▸ **Instructions for the task**
Reproduce the listing below line for line, changing no character.

<<<<

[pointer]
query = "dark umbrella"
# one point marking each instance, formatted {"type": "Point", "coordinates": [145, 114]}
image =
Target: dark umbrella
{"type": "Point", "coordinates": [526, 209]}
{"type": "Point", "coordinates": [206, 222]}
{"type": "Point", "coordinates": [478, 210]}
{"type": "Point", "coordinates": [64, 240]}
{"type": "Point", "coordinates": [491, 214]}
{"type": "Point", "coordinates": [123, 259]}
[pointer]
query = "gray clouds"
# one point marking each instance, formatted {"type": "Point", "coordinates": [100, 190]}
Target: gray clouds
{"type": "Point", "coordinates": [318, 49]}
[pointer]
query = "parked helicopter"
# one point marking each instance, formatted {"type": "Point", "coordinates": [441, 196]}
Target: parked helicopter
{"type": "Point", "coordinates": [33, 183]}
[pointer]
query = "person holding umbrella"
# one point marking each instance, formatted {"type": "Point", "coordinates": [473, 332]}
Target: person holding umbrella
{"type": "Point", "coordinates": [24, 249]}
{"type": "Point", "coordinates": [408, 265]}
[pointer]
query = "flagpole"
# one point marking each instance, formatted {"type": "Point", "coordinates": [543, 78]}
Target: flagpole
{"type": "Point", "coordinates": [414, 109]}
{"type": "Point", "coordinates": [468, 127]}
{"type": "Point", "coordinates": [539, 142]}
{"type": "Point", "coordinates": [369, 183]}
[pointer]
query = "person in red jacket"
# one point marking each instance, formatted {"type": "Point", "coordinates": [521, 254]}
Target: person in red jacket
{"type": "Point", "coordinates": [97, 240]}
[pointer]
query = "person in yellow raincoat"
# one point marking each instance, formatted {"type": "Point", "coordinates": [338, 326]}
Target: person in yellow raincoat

>>>>

▸ **Correct answer**
[pointer]
query = "dark umbrella"
# one point marking each instance, formatted {"type": "Point", "coordinates": [145, 114]}
image =
Target: dark umbrella
{"type": "Point", "coordinates": [526, 209]}
{"type": "Point", "coordinates": [206, 222]}
{"type": "Point", "coordinates": [478, 210]}
{"type": "Point", "coordinates": [64, 240]}
{"type": "Point", "coordinates": [491, 214]}
{"type": "Point", "coordinates": [123, 259]}
[pointer]
query = "gray clouds"
# one point marking each instance, formatted {"type": "Point", "coordinates": [100, 190]}
Target: gray clouds
{"type": "Point", "coordinates": [318, 49]}
[pointer]
query = "parked helicopter"
# one point marking each instance, formatted {"type": "Point", "coordinates": [441, 196]}
Target: parked helicopter
{"type": "Point", "coordinates": [33, 183]}
[pointer]
query = "person holding umbrella"
# one point marking each instance, formatted {"type": "Point", "coordinates": [473, 332]}
Target: person holding umbrella
{"type": "Point", "coordinates": [24, 249]}
{"type": "Point", "coordinates": [408, 265]}
[pointer]
query = "flagpole"
# one point marking each instance, formatted {"type": "Point", "coordinates": [543, 78]}
Target: flagpole
{"type": "Point", "coordinates": [414, 109]}
{"type": "Point", "coordinates": [468, 127]}
{"type": "Point", "coordinates": [539, 142]}
{"type": "Point", "coordinates": [369, 183]}
[pointer]
query = "person in red jacket"
# one point marking each instance, formatted {"type": "Point", "coordinates": [521, 254]}
Target: person in red jacket
{"type": "Point", "coordinates": [97, 240]}
[pointer]
query = "person in yellow raincoat"
# one point marking each instance, formatted {"type": "Point", "coordinates": [338, 326]}
Target: person in yellow raincoat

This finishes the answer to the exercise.